#### [TASK INSTRUCTIONS]
Rewrite every line, starting with the line containing "point: blue panel" and going on through the line containing "point: tree foliage", with both ends included and nothing outside that span. Offset each x and y coordinate in the answers by -9, and leave the rest of each line unchanged.
** start THE DATA **
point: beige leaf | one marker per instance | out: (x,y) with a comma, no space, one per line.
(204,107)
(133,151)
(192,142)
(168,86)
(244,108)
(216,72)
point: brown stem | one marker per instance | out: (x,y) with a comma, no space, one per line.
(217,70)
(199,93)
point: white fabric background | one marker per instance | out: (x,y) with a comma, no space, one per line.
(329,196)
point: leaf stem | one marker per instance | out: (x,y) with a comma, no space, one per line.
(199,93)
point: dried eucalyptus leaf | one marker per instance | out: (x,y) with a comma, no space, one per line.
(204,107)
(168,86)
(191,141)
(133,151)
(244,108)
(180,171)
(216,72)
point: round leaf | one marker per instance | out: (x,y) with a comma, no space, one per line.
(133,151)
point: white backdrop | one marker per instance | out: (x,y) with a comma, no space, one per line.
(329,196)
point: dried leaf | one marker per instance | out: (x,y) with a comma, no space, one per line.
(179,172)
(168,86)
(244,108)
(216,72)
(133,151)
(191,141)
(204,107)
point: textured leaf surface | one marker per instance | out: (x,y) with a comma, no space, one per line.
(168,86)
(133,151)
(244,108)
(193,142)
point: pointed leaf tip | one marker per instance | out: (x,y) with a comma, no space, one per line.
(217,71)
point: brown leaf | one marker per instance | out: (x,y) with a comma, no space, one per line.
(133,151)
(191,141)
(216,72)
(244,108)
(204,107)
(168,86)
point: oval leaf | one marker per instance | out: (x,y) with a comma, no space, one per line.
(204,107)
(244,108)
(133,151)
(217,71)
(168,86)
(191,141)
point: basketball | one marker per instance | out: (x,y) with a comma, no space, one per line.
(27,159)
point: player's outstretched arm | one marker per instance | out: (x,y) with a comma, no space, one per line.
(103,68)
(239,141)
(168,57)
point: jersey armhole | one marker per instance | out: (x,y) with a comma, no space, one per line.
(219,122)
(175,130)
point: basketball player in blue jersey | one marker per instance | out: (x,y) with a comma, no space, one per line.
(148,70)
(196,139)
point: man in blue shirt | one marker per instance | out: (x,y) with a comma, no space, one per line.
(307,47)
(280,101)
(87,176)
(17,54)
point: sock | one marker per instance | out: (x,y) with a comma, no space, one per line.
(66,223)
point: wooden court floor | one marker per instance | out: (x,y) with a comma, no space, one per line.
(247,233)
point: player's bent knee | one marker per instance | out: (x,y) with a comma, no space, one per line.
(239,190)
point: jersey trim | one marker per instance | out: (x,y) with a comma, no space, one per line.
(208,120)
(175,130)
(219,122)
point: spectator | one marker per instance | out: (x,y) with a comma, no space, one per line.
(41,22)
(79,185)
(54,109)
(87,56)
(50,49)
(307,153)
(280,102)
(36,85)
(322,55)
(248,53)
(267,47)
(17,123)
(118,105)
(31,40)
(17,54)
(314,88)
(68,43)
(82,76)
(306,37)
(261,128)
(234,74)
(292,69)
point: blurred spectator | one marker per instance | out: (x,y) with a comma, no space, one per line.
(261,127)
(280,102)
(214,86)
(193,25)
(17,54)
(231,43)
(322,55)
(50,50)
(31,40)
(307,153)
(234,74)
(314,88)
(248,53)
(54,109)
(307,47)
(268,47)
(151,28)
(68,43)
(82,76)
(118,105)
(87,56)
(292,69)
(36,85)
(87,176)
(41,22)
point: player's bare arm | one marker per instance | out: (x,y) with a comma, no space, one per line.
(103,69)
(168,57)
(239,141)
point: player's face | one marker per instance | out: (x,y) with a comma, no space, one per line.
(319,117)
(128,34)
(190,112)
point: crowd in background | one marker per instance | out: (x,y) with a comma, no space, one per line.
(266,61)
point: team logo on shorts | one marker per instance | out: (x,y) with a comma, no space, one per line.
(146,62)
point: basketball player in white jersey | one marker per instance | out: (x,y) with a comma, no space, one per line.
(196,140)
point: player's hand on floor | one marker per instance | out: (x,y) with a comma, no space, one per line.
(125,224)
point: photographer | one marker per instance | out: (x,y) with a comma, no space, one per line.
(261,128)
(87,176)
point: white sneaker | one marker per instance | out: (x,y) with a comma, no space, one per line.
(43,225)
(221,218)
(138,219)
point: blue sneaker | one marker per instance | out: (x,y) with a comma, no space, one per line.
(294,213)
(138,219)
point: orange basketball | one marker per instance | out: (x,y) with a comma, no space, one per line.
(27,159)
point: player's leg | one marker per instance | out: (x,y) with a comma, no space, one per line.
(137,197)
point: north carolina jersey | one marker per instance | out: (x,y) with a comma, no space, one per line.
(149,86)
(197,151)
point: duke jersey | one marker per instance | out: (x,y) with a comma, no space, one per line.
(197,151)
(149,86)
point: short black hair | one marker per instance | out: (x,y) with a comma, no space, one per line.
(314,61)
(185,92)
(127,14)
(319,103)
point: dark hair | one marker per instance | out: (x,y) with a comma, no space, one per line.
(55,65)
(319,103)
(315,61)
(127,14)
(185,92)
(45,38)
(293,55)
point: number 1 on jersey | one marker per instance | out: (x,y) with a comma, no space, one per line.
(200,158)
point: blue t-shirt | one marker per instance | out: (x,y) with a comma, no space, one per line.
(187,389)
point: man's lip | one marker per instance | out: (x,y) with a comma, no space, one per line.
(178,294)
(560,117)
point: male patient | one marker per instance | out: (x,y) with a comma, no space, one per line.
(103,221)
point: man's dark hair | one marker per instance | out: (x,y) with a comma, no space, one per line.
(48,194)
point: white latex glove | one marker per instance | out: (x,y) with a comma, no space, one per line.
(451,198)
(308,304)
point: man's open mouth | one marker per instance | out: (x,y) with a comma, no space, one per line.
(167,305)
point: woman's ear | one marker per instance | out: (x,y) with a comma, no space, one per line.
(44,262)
** end THE DATA **
** start THE DATA **
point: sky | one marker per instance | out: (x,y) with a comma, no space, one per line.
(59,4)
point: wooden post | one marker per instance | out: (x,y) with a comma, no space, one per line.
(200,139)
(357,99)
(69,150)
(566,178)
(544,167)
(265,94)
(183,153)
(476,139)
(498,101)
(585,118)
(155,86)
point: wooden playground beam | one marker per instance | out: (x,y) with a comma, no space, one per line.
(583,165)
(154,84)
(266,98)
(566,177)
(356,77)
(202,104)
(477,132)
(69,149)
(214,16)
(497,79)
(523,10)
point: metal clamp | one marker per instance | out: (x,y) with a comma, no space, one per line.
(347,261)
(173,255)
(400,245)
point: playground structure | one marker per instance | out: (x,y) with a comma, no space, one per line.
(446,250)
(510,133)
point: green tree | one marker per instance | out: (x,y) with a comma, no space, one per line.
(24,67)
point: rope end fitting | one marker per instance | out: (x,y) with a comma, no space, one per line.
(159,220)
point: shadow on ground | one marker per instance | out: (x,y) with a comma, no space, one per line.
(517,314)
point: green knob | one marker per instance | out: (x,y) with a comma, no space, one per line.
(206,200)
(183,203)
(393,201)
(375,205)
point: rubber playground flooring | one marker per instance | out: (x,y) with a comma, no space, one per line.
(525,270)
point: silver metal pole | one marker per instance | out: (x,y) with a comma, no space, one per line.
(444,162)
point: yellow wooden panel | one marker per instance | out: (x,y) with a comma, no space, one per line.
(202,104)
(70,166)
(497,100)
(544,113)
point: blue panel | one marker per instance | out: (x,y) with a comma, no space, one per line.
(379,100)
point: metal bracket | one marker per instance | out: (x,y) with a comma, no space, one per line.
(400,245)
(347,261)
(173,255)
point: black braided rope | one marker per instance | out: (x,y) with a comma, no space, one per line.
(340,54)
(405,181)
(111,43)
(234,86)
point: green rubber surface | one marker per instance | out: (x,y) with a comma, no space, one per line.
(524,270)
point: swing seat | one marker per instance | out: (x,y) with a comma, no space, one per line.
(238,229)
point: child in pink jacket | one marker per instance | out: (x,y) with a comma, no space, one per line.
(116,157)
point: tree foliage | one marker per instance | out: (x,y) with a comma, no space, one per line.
** end THE DATA **
#### [RESULT]
point: blue panel | one marker per instance | out: (x,y) with a comma, no space, one per line.
(370,91)
point: metal bracket | one marker per instance | out: (x,y) with a comma, no space, one per line.
(391,236)
(338,252)
(164,246)
point: black braided rope | one marker per instance | out: (x,y) with a comma, no space, one per line.
(331,45)
(396,172)
(102,34)
(225,77)
point: green rubber surface | one marker per instance | out: (x,y) with a comma, no space, one per line.
(515,261)
point: swing seat | one marker per instance | out: (x,y) with a comma, no space, one per line.
(229,220)
point: child in pink jacket | one marker per instance | out: (x,y) with a comma, no space, one per line.
(107,148)
point: tree foliage | one marker per instance | out: (x,y) with a comma, no space, one per line.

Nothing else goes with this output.